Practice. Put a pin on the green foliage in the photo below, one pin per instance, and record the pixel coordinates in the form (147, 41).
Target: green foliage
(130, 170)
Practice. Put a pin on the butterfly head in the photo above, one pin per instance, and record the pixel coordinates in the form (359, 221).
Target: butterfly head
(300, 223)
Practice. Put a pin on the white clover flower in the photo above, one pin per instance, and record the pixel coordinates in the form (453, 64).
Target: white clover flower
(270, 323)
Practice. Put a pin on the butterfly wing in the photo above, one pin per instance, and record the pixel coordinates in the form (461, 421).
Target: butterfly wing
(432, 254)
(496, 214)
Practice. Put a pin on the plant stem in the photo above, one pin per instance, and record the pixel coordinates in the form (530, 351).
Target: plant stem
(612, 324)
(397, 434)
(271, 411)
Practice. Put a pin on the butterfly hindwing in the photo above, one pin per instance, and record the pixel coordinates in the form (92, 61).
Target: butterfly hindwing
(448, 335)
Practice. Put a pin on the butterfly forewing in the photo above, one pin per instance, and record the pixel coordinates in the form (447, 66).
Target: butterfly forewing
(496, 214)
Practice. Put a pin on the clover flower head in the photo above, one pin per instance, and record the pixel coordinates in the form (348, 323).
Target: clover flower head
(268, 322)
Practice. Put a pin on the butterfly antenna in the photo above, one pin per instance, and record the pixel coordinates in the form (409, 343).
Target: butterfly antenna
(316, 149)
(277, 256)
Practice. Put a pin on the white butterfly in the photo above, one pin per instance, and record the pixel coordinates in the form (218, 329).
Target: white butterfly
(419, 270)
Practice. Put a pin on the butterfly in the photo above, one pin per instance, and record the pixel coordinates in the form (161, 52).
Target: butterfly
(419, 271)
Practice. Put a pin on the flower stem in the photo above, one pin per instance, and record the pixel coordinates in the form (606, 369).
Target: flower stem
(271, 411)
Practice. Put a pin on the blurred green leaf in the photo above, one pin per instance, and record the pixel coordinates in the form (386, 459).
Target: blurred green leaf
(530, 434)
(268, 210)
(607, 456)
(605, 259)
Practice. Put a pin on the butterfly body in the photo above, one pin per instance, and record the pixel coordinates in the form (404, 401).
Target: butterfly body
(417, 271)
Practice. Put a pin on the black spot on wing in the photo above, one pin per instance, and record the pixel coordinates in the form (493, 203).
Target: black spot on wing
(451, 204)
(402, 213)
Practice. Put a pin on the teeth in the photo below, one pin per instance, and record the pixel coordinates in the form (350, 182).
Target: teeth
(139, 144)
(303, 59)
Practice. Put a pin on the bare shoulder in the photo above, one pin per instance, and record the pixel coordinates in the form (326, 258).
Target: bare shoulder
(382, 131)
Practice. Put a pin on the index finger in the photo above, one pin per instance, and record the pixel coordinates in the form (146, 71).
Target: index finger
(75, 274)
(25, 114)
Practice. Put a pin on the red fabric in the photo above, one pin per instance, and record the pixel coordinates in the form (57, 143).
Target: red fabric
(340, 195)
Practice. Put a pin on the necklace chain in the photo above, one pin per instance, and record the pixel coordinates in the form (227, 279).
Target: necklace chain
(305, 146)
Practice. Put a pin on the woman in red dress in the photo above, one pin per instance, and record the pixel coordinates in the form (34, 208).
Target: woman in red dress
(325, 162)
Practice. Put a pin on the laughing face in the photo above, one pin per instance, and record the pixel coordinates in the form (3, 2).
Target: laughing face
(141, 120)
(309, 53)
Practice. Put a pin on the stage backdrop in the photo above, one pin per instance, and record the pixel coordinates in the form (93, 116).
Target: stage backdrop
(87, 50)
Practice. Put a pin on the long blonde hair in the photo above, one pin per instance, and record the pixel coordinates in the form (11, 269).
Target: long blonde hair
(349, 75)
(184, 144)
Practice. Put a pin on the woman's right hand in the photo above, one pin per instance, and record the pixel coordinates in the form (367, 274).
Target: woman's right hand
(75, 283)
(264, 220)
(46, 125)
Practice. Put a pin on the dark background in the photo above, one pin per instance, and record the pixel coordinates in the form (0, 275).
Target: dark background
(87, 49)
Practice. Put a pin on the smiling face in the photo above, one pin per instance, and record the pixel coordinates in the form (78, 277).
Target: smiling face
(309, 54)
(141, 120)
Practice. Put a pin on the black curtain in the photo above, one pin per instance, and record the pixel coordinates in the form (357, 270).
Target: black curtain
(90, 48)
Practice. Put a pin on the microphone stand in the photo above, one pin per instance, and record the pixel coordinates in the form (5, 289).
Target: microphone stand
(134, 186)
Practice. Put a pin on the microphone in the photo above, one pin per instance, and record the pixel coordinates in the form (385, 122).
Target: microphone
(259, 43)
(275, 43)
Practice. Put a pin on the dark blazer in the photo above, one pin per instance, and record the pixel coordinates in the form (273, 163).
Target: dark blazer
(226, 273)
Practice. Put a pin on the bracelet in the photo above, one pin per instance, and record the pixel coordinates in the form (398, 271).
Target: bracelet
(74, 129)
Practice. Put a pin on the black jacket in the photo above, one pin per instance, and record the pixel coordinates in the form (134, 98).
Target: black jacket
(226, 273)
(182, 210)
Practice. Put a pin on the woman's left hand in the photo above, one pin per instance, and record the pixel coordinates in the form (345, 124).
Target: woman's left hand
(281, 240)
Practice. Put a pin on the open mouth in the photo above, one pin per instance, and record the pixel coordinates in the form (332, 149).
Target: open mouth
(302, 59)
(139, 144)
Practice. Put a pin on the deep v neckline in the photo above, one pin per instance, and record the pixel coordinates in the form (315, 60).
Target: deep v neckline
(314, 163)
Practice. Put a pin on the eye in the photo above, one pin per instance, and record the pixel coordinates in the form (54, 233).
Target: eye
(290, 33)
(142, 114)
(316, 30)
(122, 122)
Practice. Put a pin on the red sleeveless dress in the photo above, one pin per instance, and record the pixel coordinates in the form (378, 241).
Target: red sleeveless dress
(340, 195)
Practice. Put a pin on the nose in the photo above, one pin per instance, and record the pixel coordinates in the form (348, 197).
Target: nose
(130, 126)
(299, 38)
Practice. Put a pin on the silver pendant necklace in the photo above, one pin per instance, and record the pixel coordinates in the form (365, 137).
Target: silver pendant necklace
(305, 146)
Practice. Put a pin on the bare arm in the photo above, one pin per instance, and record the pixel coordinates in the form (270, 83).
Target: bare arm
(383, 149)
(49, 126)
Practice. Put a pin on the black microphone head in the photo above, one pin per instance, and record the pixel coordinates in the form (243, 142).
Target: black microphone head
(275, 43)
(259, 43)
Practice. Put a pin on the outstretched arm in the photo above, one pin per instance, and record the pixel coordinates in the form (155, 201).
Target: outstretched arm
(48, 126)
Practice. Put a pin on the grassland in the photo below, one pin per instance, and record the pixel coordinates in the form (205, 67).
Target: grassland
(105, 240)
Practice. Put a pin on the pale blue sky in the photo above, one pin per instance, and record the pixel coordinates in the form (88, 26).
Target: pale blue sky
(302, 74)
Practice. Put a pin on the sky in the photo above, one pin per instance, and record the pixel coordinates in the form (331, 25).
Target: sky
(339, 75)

※

**Task requirements:** Across the entries, each line containing the word "below" is to be counted once; the total alone is to be given.

**Written answer:** 3